» Given text:
□ □ □ □

Time to lay this all out. You threaten the FBI or any Law Enforcement for that matter, you go straight to jail, no pass go, no collect two hundred dollars. Not only that, you go for 20 fucking years, no parole, no pardons, no bullshit vacation resort minimum custody lockups where you can cry and whine about how Trump or your mental condition at the time put you there. You go to hard core high security lockup doing hard time and no way out for 20 years.
Right now keyboard commandos are in full gear online in many social media channels (Telegram, Reddit etc) busting balls and making threats to hang shoot or otherwise kill FBI agents because of their raid on a traitorous piece of fucking shit named Trump to recover the secrets of the temple that Trump stole. If you continue to back Trump after that then you are as much a piece of living shit as Trump is, and I hope you meet a miserable end one day for your support of traitors to the United States.
After FBI agents searched former President Donald Trump’s Mar-a-Lago club looking for evidence of multiple federal crimes and documents Trump was never supposed to have in his private possession, some of Trump’s supporters struck a striking, but familiar, refrain: It’s time to kill government officials.
Research shared with The Daily Beast by the Advance Democracy Institute fills in some of the landscape of what the FBI has characterized as an “unprecedented” threat environment, a reaction to what some legal experts consider the most serious legal threat facing the former president.

□ □ □ □

Records in a dataset:
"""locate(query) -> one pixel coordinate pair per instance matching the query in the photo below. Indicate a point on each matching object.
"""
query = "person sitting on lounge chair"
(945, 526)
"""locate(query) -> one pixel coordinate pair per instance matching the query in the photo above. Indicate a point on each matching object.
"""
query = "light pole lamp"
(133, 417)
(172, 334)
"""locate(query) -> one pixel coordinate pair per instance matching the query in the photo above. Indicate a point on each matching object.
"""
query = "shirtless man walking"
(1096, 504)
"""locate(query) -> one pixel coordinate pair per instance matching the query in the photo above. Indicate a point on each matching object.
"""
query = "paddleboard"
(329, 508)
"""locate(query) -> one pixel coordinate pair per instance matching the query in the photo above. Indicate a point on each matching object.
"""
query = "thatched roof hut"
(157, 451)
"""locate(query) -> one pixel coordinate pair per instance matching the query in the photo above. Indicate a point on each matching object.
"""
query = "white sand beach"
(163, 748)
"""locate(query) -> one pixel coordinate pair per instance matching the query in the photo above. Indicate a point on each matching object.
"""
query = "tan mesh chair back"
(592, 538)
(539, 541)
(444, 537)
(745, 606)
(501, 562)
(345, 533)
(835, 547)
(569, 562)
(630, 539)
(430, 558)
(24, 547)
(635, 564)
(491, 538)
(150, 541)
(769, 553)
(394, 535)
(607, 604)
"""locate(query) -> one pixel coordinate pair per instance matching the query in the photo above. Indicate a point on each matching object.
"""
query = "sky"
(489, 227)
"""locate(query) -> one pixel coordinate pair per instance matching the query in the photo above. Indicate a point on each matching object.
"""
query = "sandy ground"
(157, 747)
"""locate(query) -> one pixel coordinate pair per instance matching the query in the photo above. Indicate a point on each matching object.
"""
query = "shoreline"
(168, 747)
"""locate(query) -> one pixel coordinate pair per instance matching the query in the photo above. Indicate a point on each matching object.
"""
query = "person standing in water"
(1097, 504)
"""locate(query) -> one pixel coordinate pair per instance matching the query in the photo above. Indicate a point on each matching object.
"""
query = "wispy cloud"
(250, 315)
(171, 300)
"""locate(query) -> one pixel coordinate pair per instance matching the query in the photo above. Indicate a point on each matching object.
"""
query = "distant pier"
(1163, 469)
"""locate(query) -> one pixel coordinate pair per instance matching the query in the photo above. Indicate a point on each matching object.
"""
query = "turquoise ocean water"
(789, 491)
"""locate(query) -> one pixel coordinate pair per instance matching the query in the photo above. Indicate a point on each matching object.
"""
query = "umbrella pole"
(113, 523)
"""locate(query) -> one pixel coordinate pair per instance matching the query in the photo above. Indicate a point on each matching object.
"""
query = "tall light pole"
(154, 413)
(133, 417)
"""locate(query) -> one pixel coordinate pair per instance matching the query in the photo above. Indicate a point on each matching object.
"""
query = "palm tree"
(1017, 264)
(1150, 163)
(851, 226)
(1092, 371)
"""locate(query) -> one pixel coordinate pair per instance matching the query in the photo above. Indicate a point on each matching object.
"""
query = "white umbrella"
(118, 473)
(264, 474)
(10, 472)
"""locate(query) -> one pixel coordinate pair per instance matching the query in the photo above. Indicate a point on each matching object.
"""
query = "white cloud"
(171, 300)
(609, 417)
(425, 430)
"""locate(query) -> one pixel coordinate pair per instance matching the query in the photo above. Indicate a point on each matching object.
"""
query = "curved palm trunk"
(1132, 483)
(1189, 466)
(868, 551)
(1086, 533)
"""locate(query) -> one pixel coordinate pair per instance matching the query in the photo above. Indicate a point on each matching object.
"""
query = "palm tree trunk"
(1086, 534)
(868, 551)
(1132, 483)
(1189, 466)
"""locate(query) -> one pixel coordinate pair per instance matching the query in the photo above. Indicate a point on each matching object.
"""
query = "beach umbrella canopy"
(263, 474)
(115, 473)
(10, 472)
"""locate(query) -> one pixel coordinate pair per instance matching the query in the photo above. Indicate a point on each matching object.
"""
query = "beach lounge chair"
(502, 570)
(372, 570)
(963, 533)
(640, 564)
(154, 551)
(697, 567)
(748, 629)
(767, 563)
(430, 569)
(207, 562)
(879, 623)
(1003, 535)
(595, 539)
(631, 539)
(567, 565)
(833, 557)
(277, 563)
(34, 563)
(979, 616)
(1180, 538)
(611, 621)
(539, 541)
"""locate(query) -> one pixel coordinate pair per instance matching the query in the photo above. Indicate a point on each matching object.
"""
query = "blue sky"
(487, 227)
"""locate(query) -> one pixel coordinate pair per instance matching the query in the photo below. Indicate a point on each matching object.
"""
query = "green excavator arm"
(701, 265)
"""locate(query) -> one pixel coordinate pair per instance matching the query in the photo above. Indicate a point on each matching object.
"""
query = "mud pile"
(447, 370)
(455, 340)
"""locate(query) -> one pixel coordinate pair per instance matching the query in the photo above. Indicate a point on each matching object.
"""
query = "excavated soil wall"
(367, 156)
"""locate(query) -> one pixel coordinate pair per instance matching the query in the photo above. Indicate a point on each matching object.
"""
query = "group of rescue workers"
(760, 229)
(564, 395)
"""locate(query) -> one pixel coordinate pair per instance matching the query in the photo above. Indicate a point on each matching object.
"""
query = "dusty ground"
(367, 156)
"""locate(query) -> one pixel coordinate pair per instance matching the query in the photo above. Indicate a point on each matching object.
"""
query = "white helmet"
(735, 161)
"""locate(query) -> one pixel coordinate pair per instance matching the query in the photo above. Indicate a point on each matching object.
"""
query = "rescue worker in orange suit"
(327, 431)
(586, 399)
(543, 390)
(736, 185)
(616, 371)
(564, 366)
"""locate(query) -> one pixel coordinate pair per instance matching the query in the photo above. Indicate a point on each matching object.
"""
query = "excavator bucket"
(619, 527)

□ □ □ □

» Problems to solve:
[1] In the passage on threats to FBI agents:
(a) How many years in prison does threatening law enforcement bring?
(b) Which two social media channels are named where threats are being made?
(c) Which organization shared research with The Daily Beast?
[2] Write out the passage on threats to FBI agents word for word, beginning at "After FBI agents" and stopping after "kill government officials.".

» Response list:
[1]
(a) 20 years.
(b) Telegram and Reddit.
(c) The Advance Democracy Institute.

[2]
After FBI agents searched former President Donald Trump’s Mar-a-Lago club looking for evidence of multiple federal crimes and documents Trump was never supposed to have in his private possession, some of Trump’s supporters struck a striking, but familiar, refrain: It’s time to kill government officials.